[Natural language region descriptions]
* * * * *

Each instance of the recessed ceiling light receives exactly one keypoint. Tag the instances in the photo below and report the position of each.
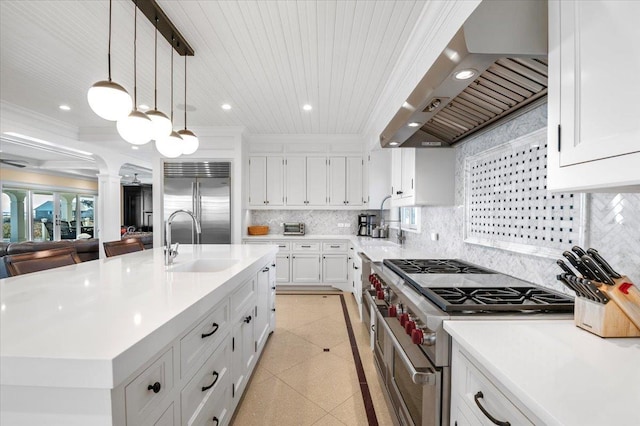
(465, 74)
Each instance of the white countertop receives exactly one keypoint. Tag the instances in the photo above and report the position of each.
(81, 325)
(564, 375)
(376, 249)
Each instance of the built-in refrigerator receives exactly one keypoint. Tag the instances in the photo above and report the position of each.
(203, 188)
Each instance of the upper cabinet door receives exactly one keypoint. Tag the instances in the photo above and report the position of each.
(275, 181)
(337, 181)
(317, 181)
(257, 174)
(296, 181)
(354, 181)
(600, 58)
(593, 109)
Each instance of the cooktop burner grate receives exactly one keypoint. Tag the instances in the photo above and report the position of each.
(492, 299)
(434, 266)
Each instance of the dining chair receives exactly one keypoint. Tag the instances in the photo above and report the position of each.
(25, 263)
(116, 248)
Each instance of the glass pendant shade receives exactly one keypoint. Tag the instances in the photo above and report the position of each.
(190, 142)
(136, 128)
(170, 146)
(162, 126)
(109, 100)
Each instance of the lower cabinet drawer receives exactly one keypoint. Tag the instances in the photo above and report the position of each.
(146, 391)
(203, 339)
(484, 399)
(209, 384)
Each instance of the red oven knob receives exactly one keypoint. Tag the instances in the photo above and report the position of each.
(393, 311)
(417, 336)
(403, 319)
(409, 327)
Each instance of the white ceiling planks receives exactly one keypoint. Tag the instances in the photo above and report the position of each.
(265, 58)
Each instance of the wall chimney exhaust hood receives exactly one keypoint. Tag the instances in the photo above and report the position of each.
(494, 65)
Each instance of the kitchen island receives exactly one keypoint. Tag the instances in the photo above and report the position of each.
(542, 372)
(124, 340)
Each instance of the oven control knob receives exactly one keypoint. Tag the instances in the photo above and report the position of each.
(409, 327)
(416, 336)
(393, 311)
(403, 319)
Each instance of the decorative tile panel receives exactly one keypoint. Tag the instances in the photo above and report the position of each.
(508, 206)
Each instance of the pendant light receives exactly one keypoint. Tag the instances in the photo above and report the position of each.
(191, 142)
(170, 146)
(136, 127)
(106, 98)
(161, 124)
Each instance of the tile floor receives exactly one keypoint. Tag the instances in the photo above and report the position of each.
(297, 383)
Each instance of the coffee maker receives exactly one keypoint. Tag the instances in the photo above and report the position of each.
(362, 225)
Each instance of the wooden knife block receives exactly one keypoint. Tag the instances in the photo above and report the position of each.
(609, 320)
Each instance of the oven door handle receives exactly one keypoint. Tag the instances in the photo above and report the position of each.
(419, 376)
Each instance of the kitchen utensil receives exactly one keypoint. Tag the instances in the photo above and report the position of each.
(576, 263)
(603, 263)
(565, 267)
(595, 270)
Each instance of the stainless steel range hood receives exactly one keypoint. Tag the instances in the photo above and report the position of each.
(504, 45)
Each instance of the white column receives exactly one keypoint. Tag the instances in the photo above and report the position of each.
(108, 213)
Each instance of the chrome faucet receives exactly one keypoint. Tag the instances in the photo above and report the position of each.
(170, 253)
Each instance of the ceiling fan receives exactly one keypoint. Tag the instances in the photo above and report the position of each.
(14, 163)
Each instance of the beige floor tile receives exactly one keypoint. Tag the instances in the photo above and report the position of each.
(285, 350)
(272, 402)
(325, 379)
(328, 420)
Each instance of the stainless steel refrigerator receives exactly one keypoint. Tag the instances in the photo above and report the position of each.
(204, 188)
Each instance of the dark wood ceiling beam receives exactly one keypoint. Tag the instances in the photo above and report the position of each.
(152, 10)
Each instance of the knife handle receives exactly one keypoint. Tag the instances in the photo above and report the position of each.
(596, 270)
(603, 263)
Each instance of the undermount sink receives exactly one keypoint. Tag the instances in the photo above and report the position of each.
(203, 265)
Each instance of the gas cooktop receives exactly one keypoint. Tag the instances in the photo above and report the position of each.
(433, 266)
(461, 288)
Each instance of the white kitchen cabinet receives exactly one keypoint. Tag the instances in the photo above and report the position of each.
(266, 181)
(305, 268)
(422, 177)
(345, 181)
(334, 268)
(593, 113)
(306, 179)
(475, 396)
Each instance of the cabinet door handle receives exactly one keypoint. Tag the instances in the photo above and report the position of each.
(155, 387)
(215, 328)
(215, 379)
(495, 421)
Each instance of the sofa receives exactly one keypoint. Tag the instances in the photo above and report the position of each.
(88, 249)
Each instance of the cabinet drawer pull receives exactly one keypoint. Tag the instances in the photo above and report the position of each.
(495, 421)
(215, 379)
(155, 387)
(215, 328)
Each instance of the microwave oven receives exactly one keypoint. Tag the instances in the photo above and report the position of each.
(293, 228)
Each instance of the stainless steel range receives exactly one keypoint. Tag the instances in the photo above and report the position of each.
(409, 299)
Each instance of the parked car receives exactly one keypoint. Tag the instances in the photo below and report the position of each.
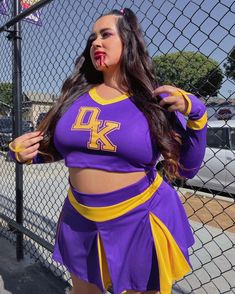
(218, 169)
(6, 130)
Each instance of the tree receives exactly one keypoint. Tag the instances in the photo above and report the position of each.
(6, 93)
(191, 71)
(229, 65)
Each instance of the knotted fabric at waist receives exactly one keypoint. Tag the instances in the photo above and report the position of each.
(105, 213)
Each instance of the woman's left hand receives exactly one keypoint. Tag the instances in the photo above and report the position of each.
(175, 101)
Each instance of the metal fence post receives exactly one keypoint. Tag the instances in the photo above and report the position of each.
(17, 102)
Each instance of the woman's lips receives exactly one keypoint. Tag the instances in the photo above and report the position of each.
(99, 57)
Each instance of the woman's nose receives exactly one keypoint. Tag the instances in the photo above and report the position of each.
(96, 42)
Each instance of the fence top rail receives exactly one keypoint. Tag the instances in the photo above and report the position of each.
(23, 14)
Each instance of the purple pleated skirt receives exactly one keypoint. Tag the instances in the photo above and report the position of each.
(131, 257)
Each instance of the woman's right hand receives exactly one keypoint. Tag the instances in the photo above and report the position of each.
(27, 146)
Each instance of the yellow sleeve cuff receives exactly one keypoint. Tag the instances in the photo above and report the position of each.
(197, 124)
(185, 95)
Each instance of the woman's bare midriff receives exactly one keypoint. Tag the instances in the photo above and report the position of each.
(94, 181)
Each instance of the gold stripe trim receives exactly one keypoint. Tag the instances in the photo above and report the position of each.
(197, 124)
(97, 98)
(100, 214)
(185, 95)
(104, 271)
(172, 263)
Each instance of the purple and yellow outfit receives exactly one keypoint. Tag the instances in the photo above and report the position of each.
(135, 238)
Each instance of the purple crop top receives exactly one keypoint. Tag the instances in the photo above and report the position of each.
(113, 135)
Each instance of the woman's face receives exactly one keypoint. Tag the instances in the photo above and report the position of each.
(106, 45)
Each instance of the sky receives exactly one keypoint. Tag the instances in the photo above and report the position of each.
(49, 51)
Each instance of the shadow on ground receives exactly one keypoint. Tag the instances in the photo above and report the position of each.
(27, 276)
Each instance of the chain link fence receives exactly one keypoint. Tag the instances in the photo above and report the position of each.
(171, 28)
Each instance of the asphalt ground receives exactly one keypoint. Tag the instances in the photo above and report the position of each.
(27, 276)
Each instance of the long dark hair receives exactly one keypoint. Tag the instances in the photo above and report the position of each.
(137, 77)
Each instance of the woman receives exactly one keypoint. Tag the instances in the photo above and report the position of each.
(121, 224)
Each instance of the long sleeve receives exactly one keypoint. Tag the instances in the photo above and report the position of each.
(193, 133)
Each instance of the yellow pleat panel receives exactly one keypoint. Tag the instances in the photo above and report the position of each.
(104, 271)
(197, 124)
(171, 261)
(100, 214)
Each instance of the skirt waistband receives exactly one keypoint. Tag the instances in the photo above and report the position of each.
(107, 212)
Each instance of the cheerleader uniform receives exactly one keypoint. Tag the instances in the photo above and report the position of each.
(137, 237)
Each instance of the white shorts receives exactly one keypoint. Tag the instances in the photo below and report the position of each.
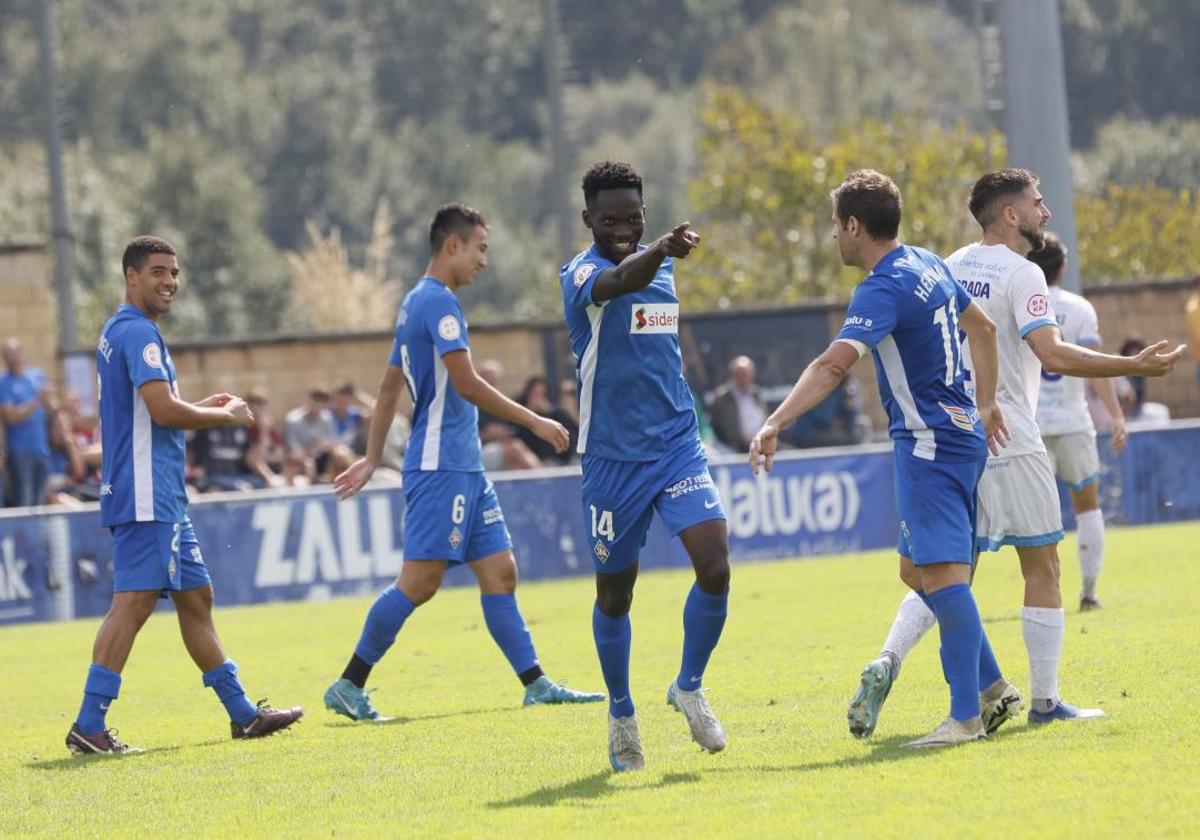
(1018, 504)
(1073, 459)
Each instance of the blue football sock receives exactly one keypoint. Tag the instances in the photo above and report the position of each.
(509, 630)
(989, 669)
(99, 691)
(703, 617)
(958, 621)
(384, 621)
(223, 679)
(612, 637)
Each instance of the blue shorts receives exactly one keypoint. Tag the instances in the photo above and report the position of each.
(453, 516)
(936, 501)
(619, 499)
(161, 556)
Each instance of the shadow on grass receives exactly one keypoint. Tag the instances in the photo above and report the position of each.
(594, 786)
(417, 719)
(84, 762)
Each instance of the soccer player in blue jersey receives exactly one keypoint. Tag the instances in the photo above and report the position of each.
(453, 515)
(143, 502)
(909, 312)
(641, 447)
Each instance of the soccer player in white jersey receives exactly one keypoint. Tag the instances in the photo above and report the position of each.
(1018, 499)
(1066, 423)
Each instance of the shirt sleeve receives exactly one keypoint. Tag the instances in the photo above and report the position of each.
(1030, 300)
(143, 351)
(445, 324)
(871, 316)
(577, 281)
(1090, 329)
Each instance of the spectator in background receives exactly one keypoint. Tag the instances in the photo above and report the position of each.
(737, 412)
(837, 421)
(501, 447)
(268, 456)
(217, 460)
(535, 396)
(24, 399)
(67, 466)
(310, 433)
(352, 413)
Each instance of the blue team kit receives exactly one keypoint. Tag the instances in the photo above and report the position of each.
(639, 433)
(451, 509)
(907, 312)
(142, 499)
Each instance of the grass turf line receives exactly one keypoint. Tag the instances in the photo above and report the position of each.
(465, 760)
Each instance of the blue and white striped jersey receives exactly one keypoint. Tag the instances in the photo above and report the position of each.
(634, 401)
(142, 466)
(907, 312)
(445, 427)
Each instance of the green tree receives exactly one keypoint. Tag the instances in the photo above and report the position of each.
(763, 204)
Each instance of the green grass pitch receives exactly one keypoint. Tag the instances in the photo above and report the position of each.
(466, 760)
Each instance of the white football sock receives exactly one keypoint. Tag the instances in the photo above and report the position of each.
(1091, 549)
(913, 621)
(1043, 629)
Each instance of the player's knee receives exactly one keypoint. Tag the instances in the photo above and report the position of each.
(713, 575)
(615, 599)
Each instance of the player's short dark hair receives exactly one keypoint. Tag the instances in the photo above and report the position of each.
(610, 175)
(1050, 257)
(141, 247)
(989, 193)
(874, 199)
(454, 219)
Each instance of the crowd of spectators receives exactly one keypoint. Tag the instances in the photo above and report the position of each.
(52, 449)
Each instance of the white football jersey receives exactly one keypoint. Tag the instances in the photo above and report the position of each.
(1012, 291)
(1062, 402)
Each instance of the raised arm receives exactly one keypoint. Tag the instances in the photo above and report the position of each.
(637, 270)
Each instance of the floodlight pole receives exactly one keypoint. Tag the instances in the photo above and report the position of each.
(1036, 111)
(561, 204)
(60, 223)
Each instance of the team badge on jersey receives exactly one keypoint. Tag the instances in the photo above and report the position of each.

* * * * *

§ **What the task requires**:
With the line containing "Each instance of the raised" as the first and the last line of the records as the final one, print exactly the lines in that span.

§ **Response**:
Each instance of the raised arm receives exactly one keypoint. Tag the instances in the photo above and report the position of each.
(637, 270)
Each instance of the floodlight pole receives exactly one keypoint. Tag the instances in the photo above and report the position of each.
(1036, 111)
(561, 204)
(60, 223)
Each instance of the team badge on jersey receives exactly one keypoint. Tag the instances in the photo above and report the position of each.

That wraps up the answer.